◆ Action item ◆
Everything from the line that holds "hand in this photo." through the end of the data below should be output exactly, both ends included.

☆ ☆ ☆ ☆ ☆ ☆ ☆

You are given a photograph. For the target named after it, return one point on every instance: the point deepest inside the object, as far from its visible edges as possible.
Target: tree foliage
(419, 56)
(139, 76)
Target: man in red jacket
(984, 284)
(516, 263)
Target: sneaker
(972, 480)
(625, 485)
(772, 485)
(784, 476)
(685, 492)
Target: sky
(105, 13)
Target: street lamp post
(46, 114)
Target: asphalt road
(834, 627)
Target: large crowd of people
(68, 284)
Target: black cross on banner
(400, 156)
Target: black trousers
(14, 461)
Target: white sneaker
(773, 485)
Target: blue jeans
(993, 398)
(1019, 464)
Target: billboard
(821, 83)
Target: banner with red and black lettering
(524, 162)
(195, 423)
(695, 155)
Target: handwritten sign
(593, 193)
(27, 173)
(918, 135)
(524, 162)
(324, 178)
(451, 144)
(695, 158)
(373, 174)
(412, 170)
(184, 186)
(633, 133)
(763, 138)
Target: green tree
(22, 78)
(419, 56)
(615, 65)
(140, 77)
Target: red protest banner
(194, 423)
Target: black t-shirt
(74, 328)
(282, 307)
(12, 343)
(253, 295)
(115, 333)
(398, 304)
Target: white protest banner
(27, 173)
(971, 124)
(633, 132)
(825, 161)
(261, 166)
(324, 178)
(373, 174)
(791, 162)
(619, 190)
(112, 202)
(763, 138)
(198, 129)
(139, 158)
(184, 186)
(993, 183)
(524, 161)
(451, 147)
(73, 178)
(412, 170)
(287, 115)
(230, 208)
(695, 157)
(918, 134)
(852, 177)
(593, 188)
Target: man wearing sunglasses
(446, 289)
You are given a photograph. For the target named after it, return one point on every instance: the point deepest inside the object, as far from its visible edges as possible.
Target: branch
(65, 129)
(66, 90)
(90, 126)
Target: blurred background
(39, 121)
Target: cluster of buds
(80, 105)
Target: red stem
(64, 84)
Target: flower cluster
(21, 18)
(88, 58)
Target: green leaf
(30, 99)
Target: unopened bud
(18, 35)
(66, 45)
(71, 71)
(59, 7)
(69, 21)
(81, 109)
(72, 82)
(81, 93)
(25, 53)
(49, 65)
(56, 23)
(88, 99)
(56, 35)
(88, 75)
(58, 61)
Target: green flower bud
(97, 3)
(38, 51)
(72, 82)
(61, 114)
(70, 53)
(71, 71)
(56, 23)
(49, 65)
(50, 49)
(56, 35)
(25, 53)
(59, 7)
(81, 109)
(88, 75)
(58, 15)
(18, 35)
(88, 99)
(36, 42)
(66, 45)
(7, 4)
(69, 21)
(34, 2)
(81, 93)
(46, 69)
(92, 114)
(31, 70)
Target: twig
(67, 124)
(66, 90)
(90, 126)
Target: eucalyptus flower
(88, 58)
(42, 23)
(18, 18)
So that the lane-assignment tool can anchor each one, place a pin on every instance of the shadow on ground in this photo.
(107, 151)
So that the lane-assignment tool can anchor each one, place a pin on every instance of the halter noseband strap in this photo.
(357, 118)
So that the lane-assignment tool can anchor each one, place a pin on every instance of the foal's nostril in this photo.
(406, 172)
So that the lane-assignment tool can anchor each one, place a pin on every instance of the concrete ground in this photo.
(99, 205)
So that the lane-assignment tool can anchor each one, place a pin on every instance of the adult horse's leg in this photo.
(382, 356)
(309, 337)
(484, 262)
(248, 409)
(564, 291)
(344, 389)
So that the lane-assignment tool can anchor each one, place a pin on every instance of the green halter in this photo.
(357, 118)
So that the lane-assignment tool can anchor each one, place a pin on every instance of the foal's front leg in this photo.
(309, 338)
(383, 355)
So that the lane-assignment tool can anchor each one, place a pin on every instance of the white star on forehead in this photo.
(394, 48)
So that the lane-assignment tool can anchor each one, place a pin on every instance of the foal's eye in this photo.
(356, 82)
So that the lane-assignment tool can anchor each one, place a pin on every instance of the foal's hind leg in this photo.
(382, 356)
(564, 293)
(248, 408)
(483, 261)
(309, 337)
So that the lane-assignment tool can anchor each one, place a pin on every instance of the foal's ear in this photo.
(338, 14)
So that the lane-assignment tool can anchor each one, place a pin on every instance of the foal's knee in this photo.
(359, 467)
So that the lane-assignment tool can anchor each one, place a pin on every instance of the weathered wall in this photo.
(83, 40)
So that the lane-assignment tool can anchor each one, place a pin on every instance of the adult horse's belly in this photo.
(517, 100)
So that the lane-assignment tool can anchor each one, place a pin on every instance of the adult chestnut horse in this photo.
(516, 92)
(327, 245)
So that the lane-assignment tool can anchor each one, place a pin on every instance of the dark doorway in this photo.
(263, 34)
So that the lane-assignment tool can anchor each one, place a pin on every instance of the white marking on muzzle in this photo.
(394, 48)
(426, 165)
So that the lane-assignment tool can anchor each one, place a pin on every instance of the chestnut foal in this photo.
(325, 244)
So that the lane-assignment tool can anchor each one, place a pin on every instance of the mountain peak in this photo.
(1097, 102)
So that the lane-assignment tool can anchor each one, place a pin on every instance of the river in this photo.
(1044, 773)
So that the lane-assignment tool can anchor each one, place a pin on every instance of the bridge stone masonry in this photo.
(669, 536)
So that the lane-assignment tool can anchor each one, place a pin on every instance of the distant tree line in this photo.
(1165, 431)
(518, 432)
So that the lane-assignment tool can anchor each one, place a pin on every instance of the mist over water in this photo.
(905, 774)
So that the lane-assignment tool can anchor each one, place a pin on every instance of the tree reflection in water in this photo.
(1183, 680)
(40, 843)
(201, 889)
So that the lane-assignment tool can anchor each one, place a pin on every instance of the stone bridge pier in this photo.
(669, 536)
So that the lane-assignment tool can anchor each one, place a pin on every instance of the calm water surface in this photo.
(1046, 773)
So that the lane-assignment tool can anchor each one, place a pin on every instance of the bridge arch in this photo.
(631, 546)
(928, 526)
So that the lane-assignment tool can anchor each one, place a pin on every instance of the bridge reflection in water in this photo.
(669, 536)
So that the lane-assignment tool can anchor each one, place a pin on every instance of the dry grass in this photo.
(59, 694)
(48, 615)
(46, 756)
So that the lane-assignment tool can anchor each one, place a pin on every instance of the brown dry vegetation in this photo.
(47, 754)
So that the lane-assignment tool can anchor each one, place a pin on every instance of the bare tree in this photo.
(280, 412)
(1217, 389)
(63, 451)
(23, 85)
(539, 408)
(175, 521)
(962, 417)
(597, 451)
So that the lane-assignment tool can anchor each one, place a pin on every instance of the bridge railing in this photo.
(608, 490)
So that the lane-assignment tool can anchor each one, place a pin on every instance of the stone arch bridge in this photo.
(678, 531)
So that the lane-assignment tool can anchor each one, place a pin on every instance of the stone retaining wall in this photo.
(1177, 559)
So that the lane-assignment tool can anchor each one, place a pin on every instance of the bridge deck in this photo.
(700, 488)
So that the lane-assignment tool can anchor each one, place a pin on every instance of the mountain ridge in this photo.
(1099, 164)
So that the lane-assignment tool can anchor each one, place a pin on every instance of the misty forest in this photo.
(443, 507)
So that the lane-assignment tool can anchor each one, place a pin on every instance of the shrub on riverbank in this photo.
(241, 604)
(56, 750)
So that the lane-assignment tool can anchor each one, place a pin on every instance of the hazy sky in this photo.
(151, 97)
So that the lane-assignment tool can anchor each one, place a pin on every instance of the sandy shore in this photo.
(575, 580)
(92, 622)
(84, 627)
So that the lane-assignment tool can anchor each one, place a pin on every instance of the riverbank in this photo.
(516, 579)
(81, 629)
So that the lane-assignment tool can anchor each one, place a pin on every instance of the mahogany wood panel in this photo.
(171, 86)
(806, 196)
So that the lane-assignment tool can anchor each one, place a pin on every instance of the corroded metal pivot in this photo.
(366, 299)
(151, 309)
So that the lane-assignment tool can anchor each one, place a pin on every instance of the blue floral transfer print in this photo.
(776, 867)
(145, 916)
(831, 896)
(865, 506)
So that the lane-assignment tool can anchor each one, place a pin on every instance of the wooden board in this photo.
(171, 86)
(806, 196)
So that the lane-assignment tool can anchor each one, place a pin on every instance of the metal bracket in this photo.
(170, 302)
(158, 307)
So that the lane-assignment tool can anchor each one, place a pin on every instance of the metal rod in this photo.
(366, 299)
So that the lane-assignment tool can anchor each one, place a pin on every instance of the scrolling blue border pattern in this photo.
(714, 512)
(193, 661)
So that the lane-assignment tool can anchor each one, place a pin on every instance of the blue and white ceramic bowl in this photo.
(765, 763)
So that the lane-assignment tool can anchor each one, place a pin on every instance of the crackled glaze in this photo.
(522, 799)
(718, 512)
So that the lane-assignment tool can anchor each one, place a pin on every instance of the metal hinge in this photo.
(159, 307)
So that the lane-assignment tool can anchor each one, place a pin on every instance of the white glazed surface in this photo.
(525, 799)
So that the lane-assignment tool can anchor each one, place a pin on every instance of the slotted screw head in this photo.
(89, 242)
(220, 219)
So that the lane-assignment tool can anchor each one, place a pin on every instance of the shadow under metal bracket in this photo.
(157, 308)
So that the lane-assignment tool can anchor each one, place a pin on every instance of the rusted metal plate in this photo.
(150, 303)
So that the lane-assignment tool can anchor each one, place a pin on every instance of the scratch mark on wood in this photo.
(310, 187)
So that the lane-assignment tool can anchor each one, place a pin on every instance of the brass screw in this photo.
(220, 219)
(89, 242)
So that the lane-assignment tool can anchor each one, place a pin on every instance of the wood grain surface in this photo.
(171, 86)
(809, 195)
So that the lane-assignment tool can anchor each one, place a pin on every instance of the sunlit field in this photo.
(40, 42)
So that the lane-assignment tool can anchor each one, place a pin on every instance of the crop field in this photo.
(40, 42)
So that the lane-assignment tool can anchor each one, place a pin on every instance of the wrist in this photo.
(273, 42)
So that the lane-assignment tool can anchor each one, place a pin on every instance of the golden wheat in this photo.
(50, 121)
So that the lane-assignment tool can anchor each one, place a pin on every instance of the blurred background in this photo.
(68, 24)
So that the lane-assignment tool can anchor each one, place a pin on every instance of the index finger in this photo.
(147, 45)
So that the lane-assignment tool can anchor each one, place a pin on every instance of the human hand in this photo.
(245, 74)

☆ ☆ ☆ ☆ ☆ ☆ ☆

◆ Final answer ◆
So that the lane-assignment tool can anchor each one, place a pin on every instance of the human hand in this photo.
(245, 74)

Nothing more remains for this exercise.